- _SET EXERCISE_: Pull out each line below that contains the string "image", copying each one in full.

##########

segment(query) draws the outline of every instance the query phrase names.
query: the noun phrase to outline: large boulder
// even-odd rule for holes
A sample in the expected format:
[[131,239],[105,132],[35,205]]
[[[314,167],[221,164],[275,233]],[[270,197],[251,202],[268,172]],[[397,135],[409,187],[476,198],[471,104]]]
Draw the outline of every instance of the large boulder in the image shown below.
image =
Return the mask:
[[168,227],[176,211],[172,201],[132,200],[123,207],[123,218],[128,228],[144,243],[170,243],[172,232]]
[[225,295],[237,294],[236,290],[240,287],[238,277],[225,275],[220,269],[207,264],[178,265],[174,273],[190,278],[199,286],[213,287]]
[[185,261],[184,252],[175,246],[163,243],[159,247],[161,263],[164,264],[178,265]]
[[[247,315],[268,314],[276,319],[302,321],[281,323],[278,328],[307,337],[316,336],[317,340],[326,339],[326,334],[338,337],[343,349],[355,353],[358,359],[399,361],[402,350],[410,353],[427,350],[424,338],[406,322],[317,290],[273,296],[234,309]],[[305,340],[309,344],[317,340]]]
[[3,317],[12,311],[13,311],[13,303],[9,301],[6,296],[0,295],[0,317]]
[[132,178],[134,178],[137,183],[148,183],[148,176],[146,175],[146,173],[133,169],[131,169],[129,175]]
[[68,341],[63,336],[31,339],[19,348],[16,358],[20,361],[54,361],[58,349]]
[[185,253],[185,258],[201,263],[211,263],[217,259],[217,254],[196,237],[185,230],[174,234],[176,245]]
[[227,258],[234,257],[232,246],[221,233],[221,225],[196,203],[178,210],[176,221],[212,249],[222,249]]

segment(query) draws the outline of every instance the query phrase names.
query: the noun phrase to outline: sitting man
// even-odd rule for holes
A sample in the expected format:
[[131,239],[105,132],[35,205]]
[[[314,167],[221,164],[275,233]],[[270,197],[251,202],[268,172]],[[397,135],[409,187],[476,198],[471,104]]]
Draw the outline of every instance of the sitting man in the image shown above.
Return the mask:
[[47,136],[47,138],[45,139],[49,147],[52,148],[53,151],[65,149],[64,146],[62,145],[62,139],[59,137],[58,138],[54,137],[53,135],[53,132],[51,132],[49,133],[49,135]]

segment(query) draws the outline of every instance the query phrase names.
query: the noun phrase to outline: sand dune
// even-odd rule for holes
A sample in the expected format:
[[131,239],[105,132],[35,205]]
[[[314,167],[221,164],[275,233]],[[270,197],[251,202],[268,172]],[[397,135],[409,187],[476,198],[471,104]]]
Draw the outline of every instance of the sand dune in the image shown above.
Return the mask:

##########

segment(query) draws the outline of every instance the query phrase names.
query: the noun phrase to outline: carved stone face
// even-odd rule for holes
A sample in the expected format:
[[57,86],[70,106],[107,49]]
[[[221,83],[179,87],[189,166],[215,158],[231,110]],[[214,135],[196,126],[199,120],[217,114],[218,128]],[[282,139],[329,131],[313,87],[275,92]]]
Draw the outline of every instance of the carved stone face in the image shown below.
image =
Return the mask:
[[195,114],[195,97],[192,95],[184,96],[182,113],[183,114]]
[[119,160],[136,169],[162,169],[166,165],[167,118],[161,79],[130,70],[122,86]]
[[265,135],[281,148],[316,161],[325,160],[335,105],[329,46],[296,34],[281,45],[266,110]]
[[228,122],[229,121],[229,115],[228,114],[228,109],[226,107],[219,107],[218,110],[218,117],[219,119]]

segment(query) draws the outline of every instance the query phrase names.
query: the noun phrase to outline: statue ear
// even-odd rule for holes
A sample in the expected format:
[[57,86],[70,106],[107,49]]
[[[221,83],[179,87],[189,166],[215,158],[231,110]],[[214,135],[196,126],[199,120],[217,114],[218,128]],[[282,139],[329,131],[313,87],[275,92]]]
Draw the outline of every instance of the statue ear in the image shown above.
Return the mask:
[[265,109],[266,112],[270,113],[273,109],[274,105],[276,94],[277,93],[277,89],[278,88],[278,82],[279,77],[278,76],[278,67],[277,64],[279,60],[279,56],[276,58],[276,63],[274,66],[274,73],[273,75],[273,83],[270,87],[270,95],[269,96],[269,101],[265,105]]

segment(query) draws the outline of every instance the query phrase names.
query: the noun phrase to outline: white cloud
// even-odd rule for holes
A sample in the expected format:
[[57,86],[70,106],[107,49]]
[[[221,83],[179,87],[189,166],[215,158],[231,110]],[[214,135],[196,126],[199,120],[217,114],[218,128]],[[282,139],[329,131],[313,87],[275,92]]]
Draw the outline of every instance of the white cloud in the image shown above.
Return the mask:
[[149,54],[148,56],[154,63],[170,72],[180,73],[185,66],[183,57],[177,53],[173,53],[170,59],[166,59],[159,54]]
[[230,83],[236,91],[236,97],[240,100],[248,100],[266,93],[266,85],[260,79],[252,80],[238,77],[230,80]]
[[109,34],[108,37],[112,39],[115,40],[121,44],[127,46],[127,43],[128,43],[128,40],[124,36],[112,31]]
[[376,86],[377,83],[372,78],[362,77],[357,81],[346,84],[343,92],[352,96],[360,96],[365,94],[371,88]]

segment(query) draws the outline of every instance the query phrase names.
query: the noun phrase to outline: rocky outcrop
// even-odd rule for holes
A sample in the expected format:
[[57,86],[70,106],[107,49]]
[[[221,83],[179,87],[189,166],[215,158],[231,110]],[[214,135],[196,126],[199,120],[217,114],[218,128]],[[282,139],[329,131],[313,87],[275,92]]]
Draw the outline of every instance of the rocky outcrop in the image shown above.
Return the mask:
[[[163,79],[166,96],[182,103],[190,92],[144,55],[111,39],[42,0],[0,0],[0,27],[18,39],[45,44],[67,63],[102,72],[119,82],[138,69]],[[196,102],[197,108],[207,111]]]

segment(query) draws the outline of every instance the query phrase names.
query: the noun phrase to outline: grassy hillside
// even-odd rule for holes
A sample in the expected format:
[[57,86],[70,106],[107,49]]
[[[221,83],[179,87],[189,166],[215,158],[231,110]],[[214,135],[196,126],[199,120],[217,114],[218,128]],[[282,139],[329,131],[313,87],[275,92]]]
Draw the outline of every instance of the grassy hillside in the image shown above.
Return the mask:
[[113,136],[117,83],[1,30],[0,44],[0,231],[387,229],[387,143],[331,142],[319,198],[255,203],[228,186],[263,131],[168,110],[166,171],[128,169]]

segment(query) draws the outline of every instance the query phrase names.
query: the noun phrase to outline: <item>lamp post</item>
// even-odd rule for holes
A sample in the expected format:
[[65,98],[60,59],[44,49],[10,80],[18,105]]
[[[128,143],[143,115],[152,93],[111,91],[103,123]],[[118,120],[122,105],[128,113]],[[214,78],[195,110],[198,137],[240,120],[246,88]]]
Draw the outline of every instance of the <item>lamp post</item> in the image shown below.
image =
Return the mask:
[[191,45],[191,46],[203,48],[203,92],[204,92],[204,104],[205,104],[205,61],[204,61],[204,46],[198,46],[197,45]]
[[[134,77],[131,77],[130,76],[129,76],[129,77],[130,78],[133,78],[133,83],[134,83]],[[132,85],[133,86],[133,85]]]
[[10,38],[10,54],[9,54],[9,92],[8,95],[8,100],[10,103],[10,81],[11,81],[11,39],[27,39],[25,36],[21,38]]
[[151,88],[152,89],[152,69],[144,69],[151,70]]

##########

- _TASK RESPONSE_:
Draw the outline of every instance of the large boulder in the image shown below.
image =
Draw the outline of every instance of the sitting man in the image shown above.
Draw the outline of every instance of the sand dune in the image shown above.
Draw the outline of every instance of the carved stone face in the image shown below.
image =
Draw the outline of every instance of the statue ear in the image shown above.
Draw the outline of every instance of the white cloud in the image shown above.
Draw the outline of every instance of the rocky outcrop in the image shown above.
Draw the outline of every instance of the grassy hillside in the image shown above.
Draw the outline of every instance of the <item>lamp post</item> in the image shown below.
image =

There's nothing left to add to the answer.